- _Task objective_: Rewrite the lines of the items below as a single numbered list, omitting the blank lines. Leave the pictures out of your answer.

----- Provided material

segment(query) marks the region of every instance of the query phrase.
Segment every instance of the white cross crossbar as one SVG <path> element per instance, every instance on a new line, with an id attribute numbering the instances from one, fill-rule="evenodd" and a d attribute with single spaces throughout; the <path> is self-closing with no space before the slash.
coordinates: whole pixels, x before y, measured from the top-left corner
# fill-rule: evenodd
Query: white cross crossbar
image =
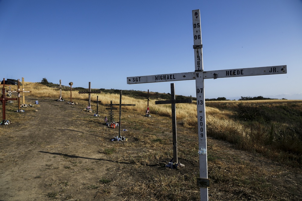
<path id="1" fill-rule="evenodd" d="M 216 79 L 223 77 L 285 74 L 287 71 L 286 65 L 284 65 L 204 71 L 203 75 L 204 79 Z M 140 84 L 195 80 L 196 76 L 198 77 L 201 74 L 201 72 L 196 72 L 129 77 L 127 78 L 127 83 Z"/>

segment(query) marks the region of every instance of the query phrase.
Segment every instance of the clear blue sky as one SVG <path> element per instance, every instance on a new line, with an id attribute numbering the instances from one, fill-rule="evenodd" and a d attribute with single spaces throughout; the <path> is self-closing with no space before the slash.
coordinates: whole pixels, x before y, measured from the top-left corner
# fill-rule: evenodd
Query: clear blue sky
<path id="1" fill-rule="evenodd" d="M 302 99 L 302 1 L 0 0 L 3 78 L 168 93 L 127 77 L 194 70 L 200 10 L 205 71 L 287 65 L 287 74 L 205 80 L 206 98 Z M 196 97 L 195 80 L 175 82 Z"/>

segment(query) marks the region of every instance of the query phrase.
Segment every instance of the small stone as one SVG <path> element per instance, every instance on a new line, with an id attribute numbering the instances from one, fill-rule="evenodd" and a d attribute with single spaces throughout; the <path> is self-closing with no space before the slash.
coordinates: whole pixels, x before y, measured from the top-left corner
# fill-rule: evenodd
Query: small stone
<path id="1" fill-rule="evenodd" d="M 168 162 L 167 162 L 167 161 L 162 161 L 158 162 L 158 164 L 159 165 L 159 166 L 162 167 L 165 167 L 166 165 L 168 164 Z"/>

----------

- _Completed exercise_:
1. segment(query) marks the region of every instance of the query phrase.
2. Segment every instance of the white cross crossbar as one SVG <path> element per instance, every instance on a new line, with an id attribute numbering the instances from one, fill-rule="evenodd" and a d attribute with single spaces throughout; the <path> is self-closing with no space before the slash.
3. coordinates: whole pixels, x before y, measured from the top-left corner
4. # fill-rule: evenodd
5. Query: white cross crossbar
6. image =
7. <path id="1" fill-rule="evenodd" d="M 216 79 L 223 77 L 285 74 L 287 71 L 286 65 L 284 65 L 204 71 L 203 75 L 204 79 Z M 140 84 L 195 80 L 196 76 L 198 77 L 201 74 L 201 72 L 196 72 L 129 77 L 127 78 L 127 83 Z"/>
8. segment(query) marks the region of every instance of the query phrase.
9. Segment every instance of the clear blue sky as one SVG <path> element per instance, every instance on a new line, with an id attribute numbering the instances from one, fill-rule="evenodd" and a d attribute with single spaces throughout; the <path> is self-closing with no space before the slash.
10. coordinates: whole pixels, x before y, measured from the top-left corner
11. # fill-rule: evenodd
12. Query: clear blue sky
13. <path id="1" fill-rule="evenodd" d="M 302 99 L 302 1 L 0 0 L 3 78 L 168 93 L 127 77 L 194 70 L 200 10 L 205 71 L 287 65 L 287 74 L 205 80 L 206 98 Z M 196 97 L 195 80 L 175 82 Z"/>
14. segment(query) marks the region of every instance of the query phrase.
15. Segment every instance of the small stone as one SVG <path> element per instance, every instance on a new line, with an id attribute numbering the instances from one, fill-rule="evenodd" and a d attribute with single spaces throughout; the <path> is self-closing with no space before the slash.
16. coordinates: whole pixels, x before y, measured from the top-left corner
17. # fill-rule: evenodd
18. Query: small stone
19. <path id="1" fill-rule="evenodd" d="M 168 162 L 167 162 L 167 161 L 162 161 L 158 162 L 158 164 L 159 165 L 159 166 L 162 167 L 165 167 L 166 165 L 168 164 Z"/>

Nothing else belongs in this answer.